◆ **YOUR OBJECTIVE**
Reproduce verbatim the lines of the listing below, from the line containing "Thank you for the photograph. Please indicate the white sneaker" through the line containing "Target: race car number 68", including both of those lines.
---------- LISTED RECORDS
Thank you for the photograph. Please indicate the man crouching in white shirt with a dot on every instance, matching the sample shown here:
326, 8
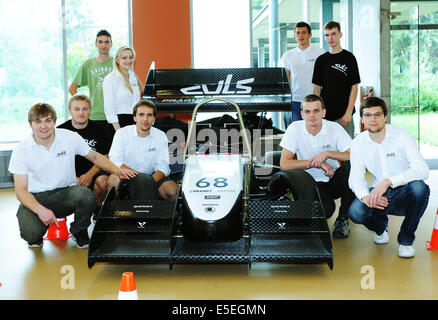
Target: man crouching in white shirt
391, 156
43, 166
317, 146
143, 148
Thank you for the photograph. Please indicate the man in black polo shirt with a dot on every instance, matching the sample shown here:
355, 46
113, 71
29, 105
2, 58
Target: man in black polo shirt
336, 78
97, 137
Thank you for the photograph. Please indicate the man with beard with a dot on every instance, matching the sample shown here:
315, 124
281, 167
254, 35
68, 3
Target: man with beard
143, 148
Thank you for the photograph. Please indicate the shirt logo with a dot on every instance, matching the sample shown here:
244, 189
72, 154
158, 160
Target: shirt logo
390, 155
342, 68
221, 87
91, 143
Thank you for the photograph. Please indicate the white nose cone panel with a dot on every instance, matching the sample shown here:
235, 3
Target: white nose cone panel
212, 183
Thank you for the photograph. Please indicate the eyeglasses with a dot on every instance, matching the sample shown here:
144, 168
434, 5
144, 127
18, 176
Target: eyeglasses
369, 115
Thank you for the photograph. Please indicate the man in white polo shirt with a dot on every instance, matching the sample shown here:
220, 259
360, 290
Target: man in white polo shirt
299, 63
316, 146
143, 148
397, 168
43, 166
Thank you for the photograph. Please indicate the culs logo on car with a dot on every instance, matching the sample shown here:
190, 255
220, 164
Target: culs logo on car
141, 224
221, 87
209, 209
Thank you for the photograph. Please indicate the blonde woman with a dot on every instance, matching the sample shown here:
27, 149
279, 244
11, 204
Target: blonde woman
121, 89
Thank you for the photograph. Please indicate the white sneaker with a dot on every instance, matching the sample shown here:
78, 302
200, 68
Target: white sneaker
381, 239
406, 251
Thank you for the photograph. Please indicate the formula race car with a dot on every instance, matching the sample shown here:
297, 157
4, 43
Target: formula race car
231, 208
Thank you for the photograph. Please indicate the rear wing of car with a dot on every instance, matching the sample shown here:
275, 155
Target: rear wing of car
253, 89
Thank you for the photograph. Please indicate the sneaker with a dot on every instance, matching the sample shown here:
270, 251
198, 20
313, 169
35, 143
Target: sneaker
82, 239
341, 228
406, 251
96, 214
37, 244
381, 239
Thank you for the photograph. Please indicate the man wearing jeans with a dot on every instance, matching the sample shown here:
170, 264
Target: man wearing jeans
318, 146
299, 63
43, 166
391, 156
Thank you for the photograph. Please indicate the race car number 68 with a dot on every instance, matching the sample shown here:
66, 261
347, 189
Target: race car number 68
--------------------
---------- LISTED RECORDS
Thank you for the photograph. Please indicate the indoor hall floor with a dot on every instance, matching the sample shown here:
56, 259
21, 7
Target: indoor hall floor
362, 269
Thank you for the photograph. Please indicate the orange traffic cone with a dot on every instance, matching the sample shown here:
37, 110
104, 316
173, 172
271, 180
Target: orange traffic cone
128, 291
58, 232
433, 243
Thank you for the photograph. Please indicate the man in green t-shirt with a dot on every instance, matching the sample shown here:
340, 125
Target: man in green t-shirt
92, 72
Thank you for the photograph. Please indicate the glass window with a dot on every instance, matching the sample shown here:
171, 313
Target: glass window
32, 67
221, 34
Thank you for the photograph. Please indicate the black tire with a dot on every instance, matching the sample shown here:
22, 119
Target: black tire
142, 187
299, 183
--------------------
◆ **THE RESPONSE**
Thank you for the photograph. Please indicate the white sneaker with a dot on every instance, matching the sample shown here:
78, 302
200, 68
Target: white sneaker
381, 239
406, 251
Thank you for the photograph. Please indicate the formula race car with a dot on every instance, matching the sample shown here:
297, 157
4, 43
Target: formula race car
231, 208
Thank you for the photograph. Please indicate the rear wing of car with a dot on every instance, matching the sample shown here:
275, 155
Target: rear wing of car
253, 89
Thank you for the photograph. Please indicate the sneaker with a dot on every instance, matching the sample shown here:
270, 251
198, 20
313, 169
35, 143
Target: sneaker
82, 239
341, 228
406, 251
96, 214
37, 244
381, 239
Thank you for the photograph. Please indicate the man wearing jeans with a dot on every instance, matching the sample shown here:
170, 264
Target: man wearing jeans
318, 146
299, 63
43, 166
391, 156
Thank you for the photograph. Please indicate the race car number 68 with a dot on every instance, matching the sample shown here:
66, 261
347, 189
Target: race car number 68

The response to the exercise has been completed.